■ PODANY FRAGMENT:
---------------
Będąc na drugim roku studiów Stanisław. Pazurkiewicz, jako członek „SHP” - 18.10.1949 r. został aresztowany przez UB i osadzony w więzieniu przy Placu Inwalidów, a potem przy  ul. Montelupich. Na ławie oskarżonych przed Wojskowym Sądem Rejonowym (WSR) w Krakowie przy ul. Montelupich zasiadło ośmiu oskarżonych o dążenie do obalenia ustroju komunistycznego i za posiadanie broni. Wyrokiem tego sądu z 23.12.1949 r. Stanisław Pazurkiewicz i Ryszard Ryszka zostali  skazani na 10 lat więzienia, Józef Bator, Antoni Korpiela, Włodzimierz Ryszka na 6 lat, Jan Gnojek po wyjściu z więzienia nazywał się Gotocki, Jacek Drozdowski, Henryk Żychowski na 5 lat a Jacek Wir - Konas na 3 lata (w wyniku amnestii z 22.02.1947 r. karę darowano). Stanisław Pazurkiewicz wyrok odsiadywał w więzieniu w Tarnowie a od 22.11.1951 r w Więzieniu Centralnym w Rawiczu. Na wniosek WSR w Krakowie został zwolniony 27.12.1954 r.  Więzienia  nie przeżył kolega Jacek Drozdowski, zmarł z powodu gruźlicy. Pan Stanisław wspomina: „W Rawiczu spałem latami na mokrym betonie, który suszyłem własnym ciałem, za odmowę współpracy przez 8 dni siedziałem w wodzie, w ciemności, co drugi dzień dawano mi  jeść - po to aby więzień nie znał następnej minuty swego życia. Więźniowie umierali. Przy więzieniu był cmentarz, gdzie ich grzebano. Cudem przeżyłem. Jak wyszedłem na wolność, to przez 2 lata  leczyłem się, bo miałem ogniska gruźlicy.”.
---------------
■ Wpisy z adnotacjami ramek ograniczających:
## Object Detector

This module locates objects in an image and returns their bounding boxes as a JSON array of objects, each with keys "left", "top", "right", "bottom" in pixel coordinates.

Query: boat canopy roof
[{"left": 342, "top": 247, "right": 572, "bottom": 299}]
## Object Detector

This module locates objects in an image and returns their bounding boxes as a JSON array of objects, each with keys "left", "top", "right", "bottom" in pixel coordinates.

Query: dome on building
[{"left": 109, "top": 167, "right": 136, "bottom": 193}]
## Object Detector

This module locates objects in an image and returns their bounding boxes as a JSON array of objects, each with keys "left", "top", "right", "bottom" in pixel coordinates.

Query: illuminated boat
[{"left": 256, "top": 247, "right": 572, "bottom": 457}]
---------------
■ TREŚĆ ZADANIA:
Przełóż na angielski to zdanie z tekstu o Stanisławie Pazurkiewiczu: „Stanisław Pazurkiewicz wyrok odsiadywał w więzieniu w Tarnowie a od 22.11.1951 r w Więzieniu Centralnym w Rawiczu.” Materiał nie jest tu do niczego potrzebny.

■ WYNIK ZADANIA:
Stanisław Pazurkiewicz served his sentence in the prison in Tarnów, and from November 22, 1951, in the Central Prison in Rawicz.